* WORK ITEM
Of the records that follow, copy only the lines from the line containing "positive clicks: (288, 652)" to the line containing "positive clicks: (205, 399)", both included, exactly as written.

* RECORD EXTRACTS
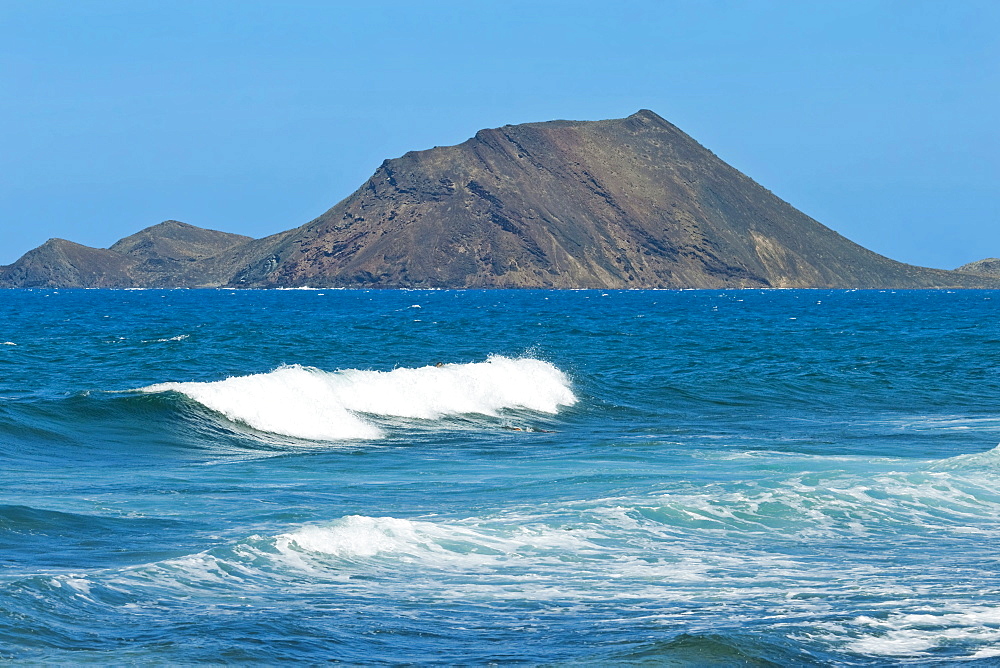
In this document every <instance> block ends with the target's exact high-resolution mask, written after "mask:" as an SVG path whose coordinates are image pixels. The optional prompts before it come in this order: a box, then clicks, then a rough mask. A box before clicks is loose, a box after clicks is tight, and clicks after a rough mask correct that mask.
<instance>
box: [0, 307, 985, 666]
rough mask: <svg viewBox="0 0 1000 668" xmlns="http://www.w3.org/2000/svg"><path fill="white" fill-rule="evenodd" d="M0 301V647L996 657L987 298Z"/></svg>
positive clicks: (288, 652)
mask: <svg viewBox="0 0 1000 668" xmlns="http://www.w3.org/2000/svg"><path fill="white" fill-rule="evenodd" d="M0 314H2V315H0V660H2V661H8V662H36V663H74V664H75V663H98V664H123V663H125V664H127V663H141V664H146V663H161V664H162V663H236V664H243V663H277V662H283V661H302V662H310V663H320V662H324V663H325V662H343V663H346V664H419V665H428V664H440V665H454V664H465V665H484V664H491V663H493V664H499V665H507V664H524V665H539V664H542V665H580V664H584V665H587V664H590V665H672V666H673V665H676V666H685V665H691V666H703V665H719V666H742V665H782V666H785V665H847V666H866V665H887V664H889V665H899V664H915V665H943V664H950V663H953V662H956V661H959V660H961V661H962V662H963V664H964V665H997V664H998V663H1000V549H998V547H1000V544H998V538H1000V484H998V483H1000V449H998V448H997V444H998V442H1000V317H998V316H1000V292H990V291H956V292H946V291H912V292H911V291H900V292H891V291H884V292H880V291H817V290H771V291H761V290H746V291H728V290H709V291H627V292H620V291H533V290H532V291H444V290H442V291H396V290H391V291H390V290H386V291H351V290H275V291H250V290H247V291H242V290H240V291H236V290H232V291H227V290H172V291H171V290H162V291H161V290H134V291H133V290H122V291H116V290H5V291H0Z"/></svg>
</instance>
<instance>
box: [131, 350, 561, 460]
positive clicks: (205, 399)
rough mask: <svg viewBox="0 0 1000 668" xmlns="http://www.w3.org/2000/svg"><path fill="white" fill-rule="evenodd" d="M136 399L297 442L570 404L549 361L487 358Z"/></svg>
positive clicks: (264, 378)
mask: <svg viewBox="0 0 1000 668" xmlns="http://www.w3.org/2000/svg"><path fill="white" fill-rule="evenodd" d="M139 391H142V392H167V391H174V392H180V393H182V394H184V395H186V396H188V397H190V398H191V399H194V400H195V401H197V402H198V403H200V404H202V405H204V406H206V407H207V408H209V409H211V410H214V411H216V412H219V413H222V414H223V415H225V416H226V417H228V418H229V419H231V420H233V421H236V422H242V423H244V424H247V425H250V426H251V427H253V428H255V429H259V430H261V431H267V432H271V433H276V434H283V435H286V436H293V437H296V438H303V439H310V440H330V439H348V438H378V437H380V436H381V435H382V434H381V431H380V430H379V429H378V428H377V427H375V426H374V425H372V424H371V423H369V422H368V421H366V420H365V419H364V418H362V417H361V416H360V415H358V414H361V413H367V414H370V415H375V416H387V417H388V416H391V417H403V418H419V419H428V420H433V419H438V418H441V417H444V416H448V415H460V414H481V415H497V414H498V412H499V411H501V410H504V409H512V408H523V409H529V410H534V411H538V412H543V413H556V412H557V411H558V410H559V407H560V406H570V405H572V404H574V403H576V401H577V399H576V397H575V396H574V394H573V391H572V390H571V389H570V383H569V379H568V378H567V377H566V375H565V374H564V373H563V372H562V371H560V370H559V369H557V368H556V367H555V366H553V365H552V364H549V363H548V362H543V361H541V360H536V359H510V358H507V357H499V356H493V357H490V358H489V359H488V360H487V361H485V362H476V363H470V364H444V365H441V366H426V367H420V368H416V369H408V368H401V369H395V370H393V371H385V372H383V371H362V370H357V369H350V370H346V371H337V372H333V373H330V372H326V371H322V370H320V369H315V368H311V367H302V366H298V365H294V366H284V367H281V368H279V369H276V370H274V371H272V372H270V373H263V374H255V375H251V376H237V377H233V378H227V379H226V380H220V381H215V382H208V383H194V382H189V383H160V384H157V385H151V386H149V387H145V388H141V389H140V390H139Z"/></svg>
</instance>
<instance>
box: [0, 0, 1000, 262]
mask: <svg viewBox="0 0 1000 668" xmlns="http://www.w3.org/2000/svg"><path fill="white" fill-rule="evenodd" d="M640 108H649V109H652V110H653V111H656V112H657V113H659V114H660V115H661V116H663V117H665V118H666V119H668V120H670V121H671V122H673V123H675V124H676V125H678V126H679V127H680V128H681V129H683V130H685V131H686V132H687V133H688V134H690V135H692V136H693V137H694V138H695V139H697V140H698V141H700V142H701V143H702V144H704V145H705V146H707V147H708V148H710V149H712V150H713V151H714V152H715V153H716V154H718V155H719V156H720V157H722V158H723V159H724V160H726V161H728V162H729V163H730V164H732V165H734V166H735V167H737V168H738V169H740V170H741V171H743V172H745V173H746V174H748V175H749V176H750V177H752V178H754V179H756V180H757V181H758V182H760V183H761V184H763V185H764V186H765V187H767V188H769V189H771V190H772V191H773V192H775V193H776V194H777V195H779V196H780V197H782V198H783V199H785V200H787V201H789V202H791V203H792V204H793V205H794V206H796V207H798V208H799V209H801V210H802V211H804V212H806V213H807V214H809V215H811V216H813V217H814V218H816V219H818V220H819V221H820V222H822V223H824V224H826V225H827V226H829V227H832V228H833V229H835V230H837V231H838V232H840V233H841V234H844V235H845V236H847V237H849V238H851V239H853V240H855V241H857V242H859V243H861V244H863V245H865V246H867V247H869V248H872V249H873V250H876V251H878V252H880V253H883V254H885V255H888V256H890V257H893V258H895V259H898V260H903V261H906V262H912V263H917V264H923V265H928V266H934V267H943V268H953V267H955V266H957V265H959V264H962V263H964V262H968V261H971V260H975V259H979V258H982V257H986V256H1000V151H998V149H1000V141H998V140H1000V129H998V128H1000V0H982V1H977V0H965V1H963V0H940V1H938V2H928V1H923V0H901V1H893V2H880V1H877V0H867V1H850V0H836V1H834V0H829V1H827V2H808V1H802V0H783V1H781V2H769V1H766V0H757V1H745V2H736V1H733V0H715V1H712V0H700V1H696V0H690V1H665V2H628V1H624V2H607V1H601V2H587V1H577V2H546V1H544V0H534V1H531V2H522V1H520V0H507V1H504V2H447V3H424V2H407V3H403V2H393V1H386V2H343V3H341V2H332V1H327V2H314V1H305V0H280V1H279V0H273V1H259V0H258V1H254V0H241V1H239V2H229V1H226V0H195V1H185V0H169V1H167V0H164V1H158V2H152V1H148V0H127V1H126V0H116V1H114V2H109V1H101V0H72V1H66V2H63V1H58V2H57V1H47V0H0V165H2V173H3V178H2V180H0V264H6V263H9V262H12V261H13V260H15V259H16V258H17V257H19V256H20V255H21V254H22V253H24V252H25V251H27V250H29V249H31V248H33V247H35V246H38V245H39V244H41V243H42V242H44V241H45V240H46V239H48V238H49V237H63V238H68V239H71V240H74V241H78V242H80V243H84V244H87V245H91V246H100V247H106V246H109V245H110V244H112V243H113V242H114V241H116V240H117V239H118V238H120V237H122V236H126V235H128V234H131V233H133V232H136V231H138V230H139V229H141V228H143V227H147V226H149V225H152V224H155V223H157V222H160V221H162V220H166V219H171V218H173V219H177V220H182V221H185V222H188V223H191V224H193V225H199V226H202V227H209V228H215V229H221V230H226V231H230V232H240V233H243V234H248V235H251V236H265V235H267V234H271V233H274V232H279V231H281V230H285V229H289V228H292V227H296V226H298V225H301V224H303V223H305V222H307V221H308V220H310V219H311V218H313V217H315V216H317V215H319V214H320V213H322V212H323V211H325V210H326V209H327V208H329V207H331V206H333V205H334V204H335V203H336V202H338V201H339V200H340V199H342V198H344V197H346V196H347V195H349V194H350V193H351V192H353V191H354V190H355V189H356V188H357V187H359V186H360V185H361V184H362V183H363V182H364V181H365V179H367V178H368V176H369V175H370V174H371V173H372V172H373V171H374V169H375V168H376V167H377V166H378V165H379V163H381V161H382V160H383V159H385V158H390V157H396V156H399V155H401V154H403V153H405V152H406V151H408V150H412V149H424V148H429V147H431V146H435V145H447V144H455V143H459V142H461V141H463V140H465V139H466V138H468V137H470V136H471V135H472V134H474V133H475V132H476V130H478V129H480V128H483V127H496V126H499V125H503V124H505V123H521V122H528V121H542V120H550V119H555V118H568V119H586V120H593V119H601V118H615V117H621V116H626V115H628V114H631V113H633V112H634V111H636V110H638V109H640Z"/></svg>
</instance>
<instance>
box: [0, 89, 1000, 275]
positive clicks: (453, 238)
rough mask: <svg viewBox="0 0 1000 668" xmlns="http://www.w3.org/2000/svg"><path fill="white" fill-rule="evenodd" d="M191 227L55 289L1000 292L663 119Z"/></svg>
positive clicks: (449, 152)
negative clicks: (906, 247) (285, 209)
mask: <svg viewBox="0 0 1000 668" xmlns="http://www.w3.org/2000/svg"><path fill="white" fill-rule="evenodd" d="M168 222H170V223H176V221H168ZM162 225H167V223H161V226H162ZM177 225H183V224H180V223H176V224H175V225H173V226H169V225H167V227H166V228H162V229H159V230H156V229H155V228H158V227H159V226H154V227H153V228H147V229H146V230H143V231H141V232H139V233H137V234H136V235H132V236H130V237H126V239H123V240H121V241H119V242H117V243H116V244H114V245H112V246H111V248H110V249H106V250H107V252H111V253H117V254H118V255H122V256H125V257H127V261H126V262H125V264H124V265H122V263H121V262H120V261H119V260H116V259H115V258H114V257H112V256H107V255H102V254H100V253H96V254H91V255H90V256H89V257H90V260H89V262H90V263H91V264H88V265H87V266H86V267H84V269H86V271H84V272H83V273H82V274H81V273H80V271H79V269H80V268H76V269H77V272H76V273H75V274H74V273H73V267H71V266H66V262H67V261H68V260H69V255H67V254H66V252H65V250H64V251H63V253H62V256H63V257H64V258H66V259H65V260H63V263H62V264H59V263H55V264H53V268H52V269H51V270H50V279H51V280H50V282H51V281H55V282H58V281H59V280H63V281H65V280H68V279H70V278H73V277H74V276H76V277H78V279H79V280H92V281H95V280H97V278H95V277H99V276H100V274H99V272H98V271H97V270H96V269H95V268H94V267H93V266H91V265H92V264H93V263H95V262H96V263H98V264H99V263H100V261H101V260H102V259H104V260H106V262H107V266H108V267H109V271H110V273H109V274H107V275H104V276H103V277H102V278H100V280H101V281H103V282H104V283H105V284H107V283H109V282H113V281H114V280H118V279H122V280H131V281H133V282H134V283H136V284H138V283H143V285H137V286H138V287H145V286H153V285H155V286H160V287H168V286H169V287H173V286H176V287H222V286H225V287H254V288H261V287H264V288H266V287H299V286H304V285H311V286H314V287H359V288H368V287H388V288H420V287H435V288H602V289H608V288H768V287H787V288H810V287H816V288H945V287H1000V280H998V279H997V278H995V277H991V276H987V275H982V274H979V275H977V274H973V273H962V272H958V273H956V272H950V271H945V270H937V269H929V268H924V267H915V266H912V265H906V264H903V263H899V262H896V261H894V260H891V259H889V258H886V257H883V256H881V255H878V254H877V253H874V252H872V251H870V250H867V249H865V248H863V247H861V246H859V245H858V244H855V243H854V242H852V241H850V240H849V239H846V238H844V237H843V236H841V235H839V234H838V233H836V232H835V231H833V230H831V229H829V228H827V227H825V226H823V225H822V224H820V223H819V222H817V221H815V220H814V219H812V218H810V217H809V216H807V215H805V214H803V213H802V212H800V211H798V210H797V209H795V208H794V207H793V206H791V205H790V204H789V203H787V202H785V201H784V200H781V199H780V198H778V197H776V196H775V195H774V194H773V193H771V192H770V191H768V190H767V189H766V188H764V187H763V186H761V185H760V184H758V183H756V182H755V181H753V180H752V179H751V178H749V177H748V176H746V175H745V174H742V173H741V172H739V171H738V170H736V169H735V168H733V167H731V166H730V165H728V164H726V163H725V162H723V161H722V160H721V159H719V158H718V157H717V156H716V155H715V154H714V153H712V152H711V151H709V150H708V149H706V148H705V147H703V146H701V145H700V144H699V143H698V142H697V141H695V140H694V139H692V138H691V137H689V136H688V135H686V134H685V133H683V132H682V131H681V130H680V129H679V128H677V127H676V126H674V125H672V124H671V123H669V122H668V121H666V120H664V119H663V118H661V117H660V116H658V115H657V114H655V113H654V112H652V111H649V110H645V109H644V110H640V111H639V112H637V113H635V114H632V115H631V116H629V117H627V118H624V119H611V120H605V121H546V122H541V123H526V124H520V125H507V126H503V127H500V128H492V129H484V130H480V131H479V132H477V133H476V135H475V136H473V137H471V138H470V139H468V140H466V141H465V142H462V143H460V144H456V145H454V146H446V147H435V148H432V149H427V150H424V151H410V152H408V153H406V154H404V155H403V156H400V157H398V158H393V159H389V160H385V161H384V162H383V163H382V164H381V165H380V166H379V167H378V169H376V170H375V173H374V174H373V175H372V176H371V177H370V178H369V179H368V180H367V181H366V182H365V183H364V184H362V186H361V187H360V188H359V189H358V190H356V191H355V192H354V193H353V194H351V195H349V196H348V197H346V198H345V199H343V200H341V201H340V202H338V203H337V204H335V205H334V206H333V207H331V208H330V209H329V210H327V211H326V212H324V213H323V214H321V215H320V216H318V217H317V218H315V219H313V220H312V221H309V222H307V223H305V224H304V225H301V226H299V227H297V228H294V229H292V230H286V231H284V232H280V233H278V234H275V235H271V236H269V237H265V238H263V239H254V240H251V239H249V238H247V237H239V235H227V234H226V233H217V232H212V231H208V230H201V232H200V233H195V232H194V230H200V228H194V227H193V226H187V228H190V229H187V228H181V229H183V232H184V234H183V235H182V236H184V238H185V240H184V241H183V243H182V242H178V241H174V242H170V243H168V242H167V241H165V240H164V237H166V236H169V235H168V234H167V232H169V231H171V230H176V229H178V228H177ZM199 235H200V236H199ZM213 235H223V236H213ZM195 236H198V239H200V241H198V242H195V241H194V240H193V239H194V237H195ZM137 238H138V239H137ZM130 240H131V241H130ZM46 243H49V242H46ZM199 244H200V245H199ZM44 246H45V245H44V244H43V246H42V247H40V248H39V249H35V251H29V253H28V254H26V255H25V256H24V257H23V258H21V259H20V260H18V262H15V263H14V264H13V265H10V266H9V267H7V268H4V269H0V285H3V286H7V287H16V285H14V284H16V283H18V281H19V280H20V282H21V284H22V285H23V284H24V276H26V275H28V274H26V273H25V271H23V267H21V268H19V269H16V270H13V273H12V268H17V267H18V265H19V263H22V261H23V260H25V258H28V257H29V256H30V255H31V254H32V253H36V252H37V251H39V250H40V249H41V248H43V247H44ZM84 248H85V247H84ZM143 253H145V255H143ZM82 255H83V253H82V251H77V252H76V256H80V257H82ZM175 256H180V257H175ZM29 259H30V258H29ZM37 259H38V258H35V260H37ZM22 264H23V263H22ZM119 265H121V266H119ZM33 267H34V270H33V273H31V272H29V273H30V275H31V276H32V277H33V280H36V281H38V280H40V279H41V277H42V276H43V274H44V272H43V271H42V268H41V266H40V263H39V262H37V261H36V262H34V263H33ZM115 267H118V268H117V269H115ZM18 272H20V273H18ZM19 276H20V278H18V277H19ZM88 277H89V278H88ZM123 277H124V278H123ZM105 284H102V285H93V286H92V287H111V286H109V285H105ZM168 284H172V285H168ZM84 287H91V286H84Z"/></svg>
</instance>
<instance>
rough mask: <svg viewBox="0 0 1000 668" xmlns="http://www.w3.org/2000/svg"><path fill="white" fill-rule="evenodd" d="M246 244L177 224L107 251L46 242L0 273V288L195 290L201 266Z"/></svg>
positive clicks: (136, 239) (161, 225) (207, 230)
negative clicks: (71, 288)
mask: <svg viewBox="0 0 1000 668" xmlns="http://www.w3.org/2000/svg"><path fill="white" fill-rule="evenodd" d="M250 240H251V239H250V237H245V236H242V235H239V234H228V233H226V232H216V231H214V230H203V229H201V228H199V227H195V226H193V225H188V224H186V223H181V222H178V221H176V220H168V221H166V222H163V223H160V224H159V225H154V226H152V227H148V228H146V229H144V230H142V231H141V232H138V233H136V234H133V235H132V236H130V237H126V238H124V239H122V240H121V241H119V242H118V243H116V244H114V245H113V246H112V247H111V248H108V249H104V248H90V247H89V246H82V245H80V244H76V243H73V242H72V241H66V240H64V239H50V240H48V241H46V242H45V243H44V244H42V245H41V246H39V247H38V248H36V249H34V250H32V251H29V252H28V253H26V254H25V255H24V256H23V257H21V258H20V259H19V260H18V261H17V262H15V263H14V264H12V265H10V266H9V267H2V268H0V287H25V288H30V287H81V288H124V287H174V286H189V285H197V284H198V283H197V279H196V276H197V274H199V273H200V272H199V271H198V269H197V266H198V265H199V261H202V260H205V259H207V258H210V257H213V256H215V255H218V254H219V253H221V252H222V251H225V250H227V249H230V248H232V247H234V246H237V245H241V244H245V243H246V242H248V241H250ZM216 284H218V283H216Z"/></svg>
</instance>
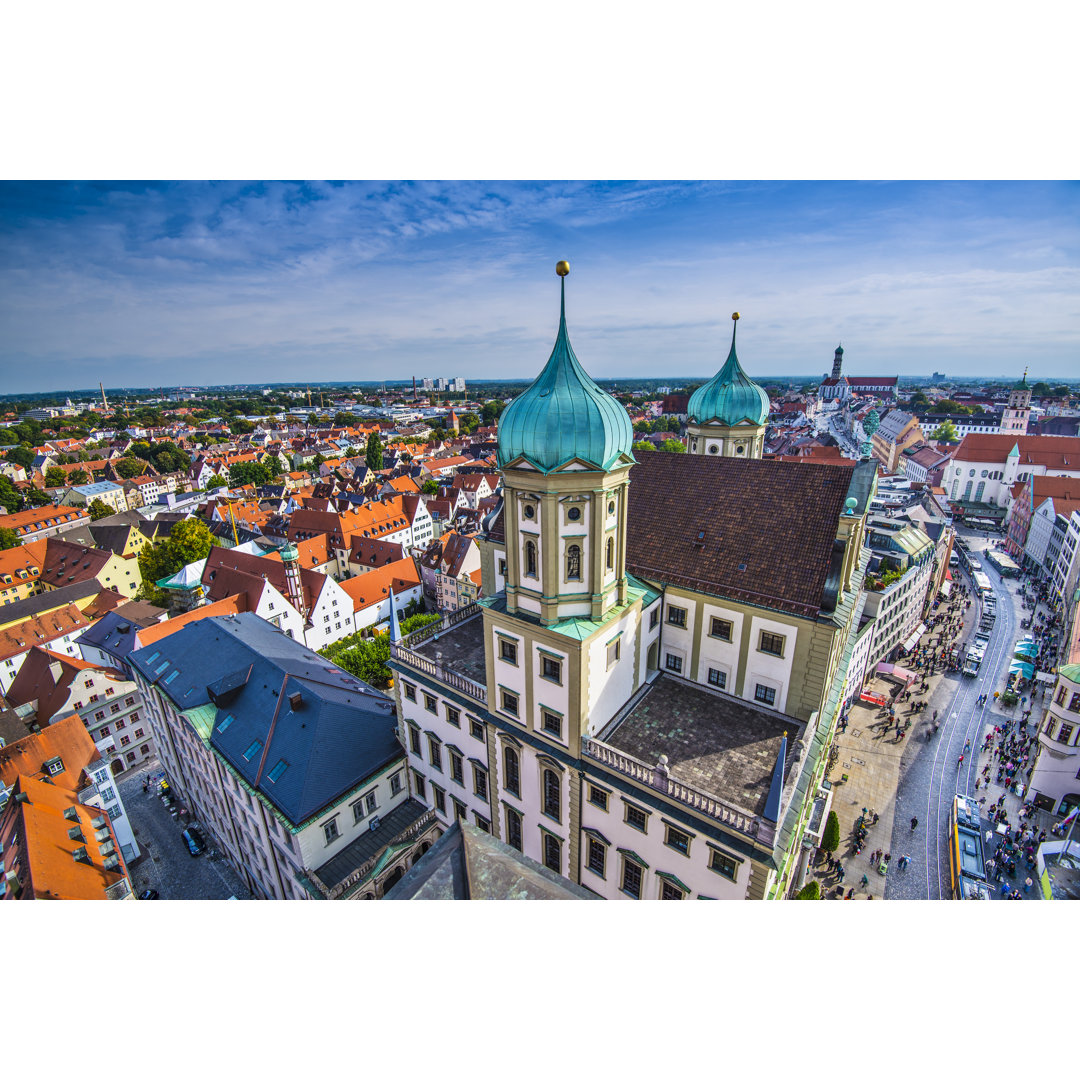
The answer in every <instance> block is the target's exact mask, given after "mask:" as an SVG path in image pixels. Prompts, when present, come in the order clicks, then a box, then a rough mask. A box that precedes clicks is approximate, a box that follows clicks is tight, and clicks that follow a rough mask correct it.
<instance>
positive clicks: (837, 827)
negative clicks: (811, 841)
mask: <svg viewBox="0 0 1080 1080" xmlns="http://www.w3.org/2000/svg"><path fill="white" fill-rule="evenodd" d="M839 846H840V819H839V818H837V816H836V811H835V810H829V811H828V816H827V818H826V819H825V832H824V833H823V834H822V838H821V850H822V851H836V849H837V848H838V847H839Z"/></svg>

* REPLY TO THE TASK
positive clicks: (288, 652)
mask: <svg viewBox="0 0 1000 668" xmlns="http://www.w3.org/2000/svg"><path fill="white" fill-rule="evenodd" d="M0 314H2V315H0V660H2V661H8V662H36V663H74V664H75V663H98V664H123V663H125V664H127V663H141V664H146V663H161V664H162V663H236V664H243V663H277V662H283V661H302V662H310V663H320V662H324V663H325V662H343V663H346V664H419V665H428V664H440V665H454V664H465V665H484V664H491V663H493V664H499V665H507V664H524V665H539V664H542V665H580V664H584V665H587V664H590V665H672V666H673V665H676V666H685V665H691V666H703V665H719V666H742V665H782V666H785V665H847V666H866V665H887V664H889V665H899V664H915V665H943V664H950V663H953V662H956V661H959V660H961V661H962V662H963V664H964V665H997V664H998V663H1000V549H998V547H1000V544H998V538H1000V484H998V483H1000V449H998V448H997V444H998V442H1000V317H998V316H1000V292H990V291H956V292H946V291H912V292H911V291H900V292H891V291H884V292H880V291H817V290H771V291H761V290H746V291H728V290H709V291H627V292H620V291H533V290H532V291H444V290H442V291H396V290H391V291H390V290H386V291H351V290H275V291H250V290H247V291H242V290H240V291H236V290H232V291H227V290H172V291H171V290H162V291H161V290H134V291H133V290H122V291H116V290H5V291H0Z"/></svg>
</instance>
<instance>
box: [131, 350, 561, 460]
positive clicks: (205, 399)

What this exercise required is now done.